▸ TRAVAIL À FAIRE
Recopiez les lignes, consignes comprises, en commençant par celle qui contient « Detect white cloud. » et en vous arrêtant après celle qui contient « xmin=302 ymin=72 xmax=315 ymax=85 ». Multipliez par 1,3 chaque coordonnée des réponses et arrondissez à l'entier le plus proche (les demis vers le haut), sans changer les consignes.

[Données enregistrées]
•••

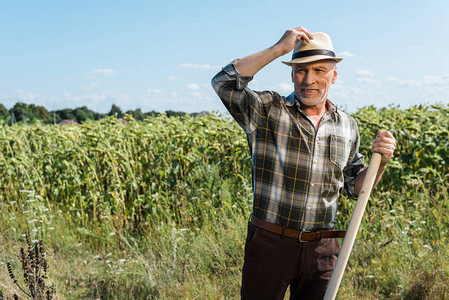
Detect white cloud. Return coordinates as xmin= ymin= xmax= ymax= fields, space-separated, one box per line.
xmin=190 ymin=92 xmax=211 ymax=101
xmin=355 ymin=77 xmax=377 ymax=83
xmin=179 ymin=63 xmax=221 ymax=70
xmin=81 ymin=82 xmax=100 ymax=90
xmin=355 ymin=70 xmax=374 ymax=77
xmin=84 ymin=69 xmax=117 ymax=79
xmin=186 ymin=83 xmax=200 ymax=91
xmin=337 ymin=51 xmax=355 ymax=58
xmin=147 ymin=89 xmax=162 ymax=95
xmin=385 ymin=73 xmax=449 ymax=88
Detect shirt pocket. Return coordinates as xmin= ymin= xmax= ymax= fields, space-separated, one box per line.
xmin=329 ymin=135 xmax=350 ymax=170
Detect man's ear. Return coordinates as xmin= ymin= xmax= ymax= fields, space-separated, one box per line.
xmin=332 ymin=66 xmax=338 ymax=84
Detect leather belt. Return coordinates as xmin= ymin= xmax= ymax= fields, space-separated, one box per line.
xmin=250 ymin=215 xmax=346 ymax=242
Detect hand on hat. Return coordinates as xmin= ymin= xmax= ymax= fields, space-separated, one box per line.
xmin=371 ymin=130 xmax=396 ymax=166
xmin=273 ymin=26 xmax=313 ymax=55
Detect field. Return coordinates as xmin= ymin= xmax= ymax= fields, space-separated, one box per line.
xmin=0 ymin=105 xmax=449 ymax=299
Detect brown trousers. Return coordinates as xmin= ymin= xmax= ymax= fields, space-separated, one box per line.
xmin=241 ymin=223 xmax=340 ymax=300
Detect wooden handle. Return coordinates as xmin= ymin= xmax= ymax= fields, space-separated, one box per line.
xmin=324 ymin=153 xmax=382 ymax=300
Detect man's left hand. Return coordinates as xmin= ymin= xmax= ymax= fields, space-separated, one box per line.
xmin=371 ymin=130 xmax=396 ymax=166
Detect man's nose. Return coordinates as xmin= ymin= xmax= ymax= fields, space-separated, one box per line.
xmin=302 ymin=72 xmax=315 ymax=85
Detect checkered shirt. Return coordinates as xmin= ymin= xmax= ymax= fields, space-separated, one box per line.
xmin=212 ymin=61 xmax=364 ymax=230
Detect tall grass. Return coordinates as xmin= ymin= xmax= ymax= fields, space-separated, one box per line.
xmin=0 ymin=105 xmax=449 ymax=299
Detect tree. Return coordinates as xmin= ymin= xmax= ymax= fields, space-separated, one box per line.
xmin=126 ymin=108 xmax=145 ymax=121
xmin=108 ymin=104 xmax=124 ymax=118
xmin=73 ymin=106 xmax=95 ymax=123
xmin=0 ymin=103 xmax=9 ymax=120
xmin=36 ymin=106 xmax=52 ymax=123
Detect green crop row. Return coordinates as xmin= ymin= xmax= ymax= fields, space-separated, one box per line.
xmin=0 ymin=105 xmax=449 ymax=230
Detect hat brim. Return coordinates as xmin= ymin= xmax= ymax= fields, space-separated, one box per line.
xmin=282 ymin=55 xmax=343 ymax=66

•••

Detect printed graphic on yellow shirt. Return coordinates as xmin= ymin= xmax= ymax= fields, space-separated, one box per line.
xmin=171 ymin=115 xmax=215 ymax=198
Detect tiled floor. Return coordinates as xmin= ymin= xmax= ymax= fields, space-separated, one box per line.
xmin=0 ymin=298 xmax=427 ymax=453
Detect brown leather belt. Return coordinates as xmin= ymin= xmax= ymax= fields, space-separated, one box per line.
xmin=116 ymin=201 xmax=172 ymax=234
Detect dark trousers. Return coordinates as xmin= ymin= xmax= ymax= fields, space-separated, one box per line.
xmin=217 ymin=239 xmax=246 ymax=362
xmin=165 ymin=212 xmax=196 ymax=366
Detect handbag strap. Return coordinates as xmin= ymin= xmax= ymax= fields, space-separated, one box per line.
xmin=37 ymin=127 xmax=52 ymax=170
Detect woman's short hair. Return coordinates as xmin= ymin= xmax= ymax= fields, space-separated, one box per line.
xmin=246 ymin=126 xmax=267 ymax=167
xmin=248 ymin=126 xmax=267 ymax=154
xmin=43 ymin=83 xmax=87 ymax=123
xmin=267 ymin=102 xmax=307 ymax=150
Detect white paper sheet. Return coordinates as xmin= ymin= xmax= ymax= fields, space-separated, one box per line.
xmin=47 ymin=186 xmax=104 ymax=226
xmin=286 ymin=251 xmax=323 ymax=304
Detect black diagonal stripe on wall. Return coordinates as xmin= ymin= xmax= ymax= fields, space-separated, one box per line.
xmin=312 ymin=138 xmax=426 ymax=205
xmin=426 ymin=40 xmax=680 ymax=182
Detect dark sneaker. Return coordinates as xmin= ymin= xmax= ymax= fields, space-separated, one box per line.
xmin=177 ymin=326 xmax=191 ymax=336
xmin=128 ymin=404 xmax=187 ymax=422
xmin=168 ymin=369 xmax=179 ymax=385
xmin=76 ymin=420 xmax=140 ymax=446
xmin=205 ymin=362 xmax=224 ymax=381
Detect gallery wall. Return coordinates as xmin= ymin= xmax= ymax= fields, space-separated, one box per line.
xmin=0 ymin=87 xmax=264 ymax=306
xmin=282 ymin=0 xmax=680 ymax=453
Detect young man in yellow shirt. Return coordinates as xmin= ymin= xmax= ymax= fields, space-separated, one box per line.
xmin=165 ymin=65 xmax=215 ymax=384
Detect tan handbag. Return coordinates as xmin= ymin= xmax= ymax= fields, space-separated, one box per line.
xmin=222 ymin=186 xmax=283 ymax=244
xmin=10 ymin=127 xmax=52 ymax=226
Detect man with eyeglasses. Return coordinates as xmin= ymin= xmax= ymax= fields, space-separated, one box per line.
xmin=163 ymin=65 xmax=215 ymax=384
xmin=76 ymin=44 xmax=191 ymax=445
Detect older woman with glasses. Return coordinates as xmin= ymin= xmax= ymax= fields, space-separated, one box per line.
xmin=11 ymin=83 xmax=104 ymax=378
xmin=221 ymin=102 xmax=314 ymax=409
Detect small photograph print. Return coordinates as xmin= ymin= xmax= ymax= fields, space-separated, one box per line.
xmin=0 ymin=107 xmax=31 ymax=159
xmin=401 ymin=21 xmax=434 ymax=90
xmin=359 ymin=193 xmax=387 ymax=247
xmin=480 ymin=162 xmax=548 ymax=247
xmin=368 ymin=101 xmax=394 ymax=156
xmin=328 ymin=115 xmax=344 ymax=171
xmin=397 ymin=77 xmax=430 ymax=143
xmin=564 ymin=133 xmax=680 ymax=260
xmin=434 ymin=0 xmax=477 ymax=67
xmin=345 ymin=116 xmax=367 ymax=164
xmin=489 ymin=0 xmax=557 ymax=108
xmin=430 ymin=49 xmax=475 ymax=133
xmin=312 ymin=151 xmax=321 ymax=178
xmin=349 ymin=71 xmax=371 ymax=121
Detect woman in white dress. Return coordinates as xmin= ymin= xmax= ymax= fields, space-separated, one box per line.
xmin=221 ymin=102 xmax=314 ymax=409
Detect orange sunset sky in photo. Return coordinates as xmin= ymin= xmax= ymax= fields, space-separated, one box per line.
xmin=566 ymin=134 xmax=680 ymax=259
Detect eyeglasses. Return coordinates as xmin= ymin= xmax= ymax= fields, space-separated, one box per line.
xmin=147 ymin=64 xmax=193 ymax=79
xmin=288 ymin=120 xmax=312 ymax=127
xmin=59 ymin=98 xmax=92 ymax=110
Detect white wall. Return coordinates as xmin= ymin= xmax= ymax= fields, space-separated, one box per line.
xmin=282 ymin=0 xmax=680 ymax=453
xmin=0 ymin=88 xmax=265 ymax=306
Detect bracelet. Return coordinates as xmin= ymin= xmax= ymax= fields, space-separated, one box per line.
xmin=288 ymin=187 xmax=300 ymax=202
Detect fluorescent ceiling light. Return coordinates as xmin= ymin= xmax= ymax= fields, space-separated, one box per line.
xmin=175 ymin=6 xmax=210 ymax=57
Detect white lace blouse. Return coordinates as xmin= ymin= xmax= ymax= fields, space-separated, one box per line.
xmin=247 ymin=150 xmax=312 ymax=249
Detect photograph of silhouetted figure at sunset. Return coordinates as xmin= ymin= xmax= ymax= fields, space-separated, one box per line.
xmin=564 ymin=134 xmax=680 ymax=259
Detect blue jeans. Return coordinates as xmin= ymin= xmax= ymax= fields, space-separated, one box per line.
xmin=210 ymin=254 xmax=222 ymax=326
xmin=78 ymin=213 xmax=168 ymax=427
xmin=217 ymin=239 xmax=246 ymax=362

•••

▸ CORRIGÉ
Detect white cloud. Return coordinates as xmin= ymin= xmax= ymax= fields, space-separated, one box per line.
xmin=247 ymin=120 xmax=274 ymax=131
xmin=462 ymin=100 xmax=490 ymax=108
xmin=233 ymin=82 xmax=287 ymax=91
xmin=105 ymin=107 xmax=130 ymax=117
xmin=462 ymin=91 xmax=486 ymax=100
xmin=109 ymin=90 xmax=152 ymax=103
xmin=242 ymin=108 xmax=260 ymax=118
xmin=438 ymin=66 xmax=462 ymax=75
xmin=191 ymin=116 xmax=211 ymax=124
xmin=501 ymin=95 xmax=584 ymax=114
Detect shirt pocket. Return coordinates as xmin= ymin= xmax= ymax= fields, space-separated, one box per line.
xmin=428 ymin=176 xmax=455 ymax=221
Detect man's ear. Return coordinates as xmin= ymin= xmax= ymax= fields, space-separated, one box per line.
xmin=432 ymin=86 xmax=439 ymax=109
Detect leather belt. Return coordinates as xmin= ymin= xmax= ymax= fields, space-separated, one box per line.
xmin=325 ymin=280 xmax=450 ymax=315
Detect hand on hat. Return coordinates as xmin= ymin= xmax= ymax= fields, space-separated, one box per line.
xmin=482 ymin=169 xmax=515 ymax=216
xmin=355 ymin=34 xmax=407 ymax=72
Detect field. Return coordinates as xmin= ymin= xmax= ymax= fields, space-separated, one box per line.
xmin=0 ymin=137 xmax=584 ymax=389
Detect brown trousers. Return coordinates as xmin= ymin= xmax= ymax= fields, space-separated, one box per line.
xmin=313 ymin=290 xmax=442 ymax=390
Detect wooden handle. Return coordinates as xmin= ymin= xmax= ymax= fields, space-separated, one box per line.
xmin=421 ymin=199 xmax=497 ymax=390
Detect man's left hand. Return coordinates as xmin= ymin= xmax= ymax= fields, space-separated, one box per line.
xmin=482 ymin=169 xmax=515 ymax=216
Detect man's nose. Return coordinates as xmin= ymin= xmax= ymax= fields, space-separated, one box per line.
xmin=393 ymin=94 xmax=410 ymax=111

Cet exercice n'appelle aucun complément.